— START OF PAGE EXCERPT —
Is using `str` the correct idiom for working with digits in Python
-
21-12-2019 - |
Question
I understand that one way to work with the digits of a number in Python is to convert the number to a string, and then use string methods to slice the resulting "number" into groups of "digits". For example, assuming I have a function prime
that tests primality, I can confirm that an integer n is both a left and right truncatable prime with
all(prime(int(str(n)[:-i])) and prime(int(str(n)[i:])) for i in range(1, len(str(n))))
This method involves first converting n to a string so that it can be sliced, and converting that slice back to an integer so that its primality can be checked. Perhaps it's my history with statically typed languages, or some vague idea that strings are "expensive", or experience with languages that include builtin functionality for similar manipulations (like Mathematica's IntegerDigits
and FromDigits
); but I'm left wondering whether this is the right way to go about such tasks.
Is conversion back and forth between stings and numbers the correct — or even only — approach for accessing digits in Python. Are there more efficient approaches?
Solution
This has always been my approach and it's worked fine, though I've never done much testing for speed. It works particularly well when needing to iterate over permutations/combinations of digits, since you can build up such strings with the functions in the itertools package.
There are certainly other methods that involve less straightforward mathematical operations, but unless speed is absolutely crucial I feel the string method is the most Pythonic.
Here, for example, is a more mathematical approach, where a and b are indexed from the right (ie ones place is 0, tens place is 1, etc):
def getSubdigits(n, a, b):
n %= 10 ** a
n //= 10 ** b
return n
For this to work with the same indexing as string slicing, you'd need to find the total number of digits first, and the function becomes:
def getSubdigits2(n, a, b):
l = int(math.ceil(math.log10(n)))
n %= 10 ** (l - a)
n //= 10 ** (l - b)
return n
And the string slicing equivalent:
def subDigits3(n, a, b):
return int(str(n)[a:n])
Here's timing results:
subDigits
: 0.293327726114subDigits2
: 0.850861833337subDigits3
: 0.990543234267
My takeaway from that result is that the slicing method is fine unless you really care about speed, in which case you need to use the first method and think about the indices in the other direction.
OTHER TIPS
In your example code, you could get away using divmod
rather than string slicing the digits. divmod(x, y)
— END OF PAGE EXCERPT —
— START OF DATASET EXCERPT —
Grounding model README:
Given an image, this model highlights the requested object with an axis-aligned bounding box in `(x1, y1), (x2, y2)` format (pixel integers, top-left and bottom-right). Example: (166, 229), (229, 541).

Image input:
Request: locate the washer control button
— END OF DATASET EXCERPT —
EXERCISE SET »
a: Say whether each statement below agrees with the Python digits thread, answering yes or no and quoting the words of the thread that decide it. (i) The answerer thinks the string method is the most Pythonic unless speed is absolutely crucial. (ii) The answerer has done a lot of speed testing of the string approach. (iii) In the more mathematical approach, the ones place has index 0.
b: Write out the stretch of the Python digits thread from "Here, for example, is" through "n %= 10 ** (l - a)".

SOLUTION LIST »
a:
(i) Yes: "unless speed is absolutely crucial I feel the string method is the most Pythonic"
(ii) No: "though I've never done much testing for speed"
(iii) Yes: "ones place is 0"

b:
Here, for example, is a more mathematical approach, where a and b are indexed from the right (ie ones place is 0, tens place is 1, etc):
def getSubdigits(n, a, b):
n %= 10 ** a
n //= 10 ** b
return n
For this to work with the same indexing as string slicing, you'd need to find the total number of digits first, and the function becomes:
def getSubdigits2(n, a, b):
l = int(math.ceil(math.log10(n)))
n %= 10 ** (l - a)